■ **What is asked**
Rewrite the records from their first line through the line that contains "column 71, row 43", replacing each occurrence of "spot" with "point" and leaving everything else unchanged.

■ **Task data**

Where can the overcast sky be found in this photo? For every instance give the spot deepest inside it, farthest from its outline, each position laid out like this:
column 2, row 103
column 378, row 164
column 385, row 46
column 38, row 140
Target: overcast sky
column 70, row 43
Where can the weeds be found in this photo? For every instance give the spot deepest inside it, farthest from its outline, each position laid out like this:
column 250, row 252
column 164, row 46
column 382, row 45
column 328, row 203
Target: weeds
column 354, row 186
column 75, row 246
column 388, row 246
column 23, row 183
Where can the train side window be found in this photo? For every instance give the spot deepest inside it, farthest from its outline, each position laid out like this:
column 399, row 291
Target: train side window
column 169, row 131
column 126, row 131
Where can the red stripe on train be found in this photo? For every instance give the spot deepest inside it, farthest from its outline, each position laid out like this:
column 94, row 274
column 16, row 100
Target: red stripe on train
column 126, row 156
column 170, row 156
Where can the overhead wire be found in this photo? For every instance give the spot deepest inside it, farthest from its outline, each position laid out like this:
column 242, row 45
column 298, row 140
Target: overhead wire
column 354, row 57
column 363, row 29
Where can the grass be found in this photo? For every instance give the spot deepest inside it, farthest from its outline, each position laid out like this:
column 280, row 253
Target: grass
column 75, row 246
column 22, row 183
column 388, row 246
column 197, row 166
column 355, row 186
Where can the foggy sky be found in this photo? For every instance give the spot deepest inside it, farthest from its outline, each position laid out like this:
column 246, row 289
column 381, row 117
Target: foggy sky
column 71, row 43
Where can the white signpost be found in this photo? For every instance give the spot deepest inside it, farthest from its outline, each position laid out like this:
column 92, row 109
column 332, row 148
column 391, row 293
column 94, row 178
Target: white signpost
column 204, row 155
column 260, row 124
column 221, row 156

■ **Reply to the exercise**
Where can the overcast sky be found in this photo? For every instance give the point deepest inside it, farthest from its outline, each position laid out like this:
column 2, row 103
column 378, row 164
column 385, row 46
column 38, row 140
Target: overcast sky
column 70, row 43
Where can the weeds be found in this photo? For every instance give the point deepest inside it, farthest from its outline, each position laid out like this:
column 250, row 252
column 164, row 46
column 382, row 45
column 328, row 203
Target: weeds
column 354, row 186
column 75, row 246
column 388, row 246
column 23, row 183
Where can the train side window be found in this photo? For every instance give the point deepest inside it, farthest from its outline, each position laid out like this:
column 399, row 291
Target: train side window
column 169, row 131
column 126, row 131
Where can the red stripe on train be found in this photo? For every instance give the point deepest inside it, farthest from its outline, each position laid out like this:
column 94, row 274
column 16, row 100
Target: red stripe on train
column 126, row 156
column 170, row 156
Where can the overhead wire be found in this photo? For every instance give the point deepest inside it, farthest from its outline, each position laid out like this:
column 242, row 45
column 298, row 140
Target: overhead wire
column 354, row 57
column 363, row 29
Where can the grass be found in this photo? For every instance give the point deepest inside it, farthest from its outline, each position laid out like this:
column 280, row 253
Target: grass
column 75, row 246
column 22, row 183
column 388, row 246
column 197, row 166
column 355, row 186
Where can the foggy sky be found in this photo? For every instance give the point deepest inside it, farthest from its outline, each position laid out like this:
column 246, row 289
column 381, row 117
Target: foggy sky
column 71, row 43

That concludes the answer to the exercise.